--- Begin Data section ---

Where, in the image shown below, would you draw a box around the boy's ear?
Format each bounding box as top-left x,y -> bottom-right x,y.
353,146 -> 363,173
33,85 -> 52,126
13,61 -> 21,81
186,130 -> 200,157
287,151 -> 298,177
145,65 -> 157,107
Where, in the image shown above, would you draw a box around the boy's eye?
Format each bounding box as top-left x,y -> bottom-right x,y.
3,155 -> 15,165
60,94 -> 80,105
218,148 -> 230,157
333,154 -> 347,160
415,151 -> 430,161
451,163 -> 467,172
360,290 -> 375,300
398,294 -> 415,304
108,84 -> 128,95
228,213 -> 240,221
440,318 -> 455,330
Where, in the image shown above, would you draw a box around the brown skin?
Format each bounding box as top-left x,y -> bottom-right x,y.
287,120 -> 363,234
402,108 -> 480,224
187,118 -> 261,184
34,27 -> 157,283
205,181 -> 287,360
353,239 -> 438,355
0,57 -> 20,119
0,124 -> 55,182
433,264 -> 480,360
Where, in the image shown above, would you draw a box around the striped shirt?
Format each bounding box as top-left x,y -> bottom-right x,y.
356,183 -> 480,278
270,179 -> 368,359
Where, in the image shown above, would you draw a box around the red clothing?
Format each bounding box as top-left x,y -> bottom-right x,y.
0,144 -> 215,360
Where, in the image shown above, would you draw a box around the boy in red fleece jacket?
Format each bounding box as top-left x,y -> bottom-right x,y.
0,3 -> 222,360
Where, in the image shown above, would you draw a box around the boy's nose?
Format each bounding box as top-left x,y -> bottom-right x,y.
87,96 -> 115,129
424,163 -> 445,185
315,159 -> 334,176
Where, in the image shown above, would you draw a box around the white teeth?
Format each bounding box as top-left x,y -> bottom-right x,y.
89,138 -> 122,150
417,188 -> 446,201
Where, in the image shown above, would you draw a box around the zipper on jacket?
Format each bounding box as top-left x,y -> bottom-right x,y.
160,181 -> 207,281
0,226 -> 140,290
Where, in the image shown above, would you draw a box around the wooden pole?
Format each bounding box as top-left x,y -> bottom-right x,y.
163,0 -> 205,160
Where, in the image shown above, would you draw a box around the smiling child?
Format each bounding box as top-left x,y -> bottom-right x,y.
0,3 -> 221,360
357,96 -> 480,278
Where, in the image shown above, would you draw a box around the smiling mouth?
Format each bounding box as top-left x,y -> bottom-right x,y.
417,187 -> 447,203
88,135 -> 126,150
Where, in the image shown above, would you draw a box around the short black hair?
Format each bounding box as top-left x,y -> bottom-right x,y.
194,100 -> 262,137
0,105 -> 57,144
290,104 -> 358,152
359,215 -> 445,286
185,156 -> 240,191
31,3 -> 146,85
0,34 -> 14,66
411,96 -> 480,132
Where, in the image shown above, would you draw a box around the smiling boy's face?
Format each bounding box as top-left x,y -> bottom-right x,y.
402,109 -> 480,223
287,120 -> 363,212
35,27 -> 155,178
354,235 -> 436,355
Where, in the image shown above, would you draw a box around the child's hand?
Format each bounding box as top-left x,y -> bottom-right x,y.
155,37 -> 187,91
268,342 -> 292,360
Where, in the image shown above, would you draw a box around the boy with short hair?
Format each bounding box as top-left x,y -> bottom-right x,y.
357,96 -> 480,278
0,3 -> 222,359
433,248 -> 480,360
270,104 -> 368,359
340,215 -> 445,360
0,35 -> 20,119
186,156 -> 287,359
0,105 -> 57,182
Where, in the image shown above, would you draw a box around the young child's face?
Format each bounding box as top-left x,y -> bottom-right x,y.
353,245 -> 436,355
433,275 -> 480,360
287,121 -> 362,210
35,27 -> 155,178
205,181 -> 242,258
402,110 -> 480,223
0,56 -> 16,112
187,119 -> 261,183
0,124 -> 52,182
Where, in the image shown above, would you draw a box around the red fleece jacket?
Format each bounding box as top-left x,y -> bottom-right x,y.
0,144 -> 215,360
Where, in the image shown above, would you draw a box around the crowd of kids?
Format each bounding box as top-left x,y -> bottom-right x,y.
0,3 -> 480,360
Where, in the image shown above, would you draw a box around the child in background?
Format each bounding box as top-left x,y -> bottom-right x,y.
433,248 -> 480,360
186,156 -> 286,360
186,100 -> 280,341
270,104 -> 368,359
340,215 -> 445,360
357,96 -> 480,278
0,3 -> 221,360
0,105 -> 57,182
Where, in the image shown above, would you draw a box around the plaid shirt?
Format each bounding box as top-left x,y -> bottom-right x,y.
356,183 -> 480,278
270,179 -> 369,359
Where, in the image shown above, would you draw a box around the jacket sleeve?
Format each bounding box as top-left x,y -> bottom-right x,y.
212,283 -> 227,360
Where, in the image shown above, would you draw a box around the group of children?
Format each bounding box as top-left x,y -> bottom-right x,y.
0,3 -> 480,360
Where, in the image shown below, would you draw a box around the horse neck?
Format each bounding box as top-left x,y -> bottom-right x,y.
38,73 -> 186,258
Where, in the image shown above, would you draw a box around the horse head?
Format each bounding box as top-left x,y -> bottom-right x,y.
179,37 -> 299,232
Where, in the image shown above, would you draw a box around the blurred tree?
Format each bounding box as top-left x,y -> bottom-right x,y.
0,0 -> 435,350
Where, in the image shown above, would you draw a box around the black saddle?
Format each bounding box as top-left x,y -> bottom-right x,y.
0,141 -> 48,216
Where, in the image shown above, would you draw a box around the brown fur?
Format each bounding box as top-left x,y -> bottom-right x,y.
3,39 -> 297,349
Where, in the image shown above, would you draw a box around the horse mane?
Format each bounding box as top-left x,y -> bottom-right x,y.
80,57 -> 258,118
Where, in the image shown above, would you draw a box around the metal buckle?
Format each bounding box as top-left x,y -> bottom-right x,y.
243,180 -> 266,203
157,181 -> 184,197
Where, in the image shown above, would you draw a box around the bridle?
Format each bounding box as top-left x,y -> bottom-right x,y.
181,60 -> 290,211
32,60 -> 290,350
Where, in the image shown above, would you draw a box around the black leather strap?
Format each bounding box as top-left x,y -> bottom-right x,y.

--- End Data section ---

Return the lines of the material unchanged, beginning with the line that contains "the red clothing?" and ending with the line that contains "315,159 -> 334,176", both included.

Where, in the image shown above, would you draw a box around the red clothing?
Format each bounding box as top-left x,y -> bottom-right x,y.
0,144 -> 215,360
Where, in the image shown above, would you draw a box around the boy in red fleece jacket?
Format each bounding box as top-left x,y -> bottom-right x,y.
0,3 -> 222,360
Where, in the image shown above, would you draw a box around the boy's nose?
Format each bounding box as top-left x,y -> bottom-right x,y.
87,96 -> 115,129
424,163 -> 445,185
315,159 -> 334,176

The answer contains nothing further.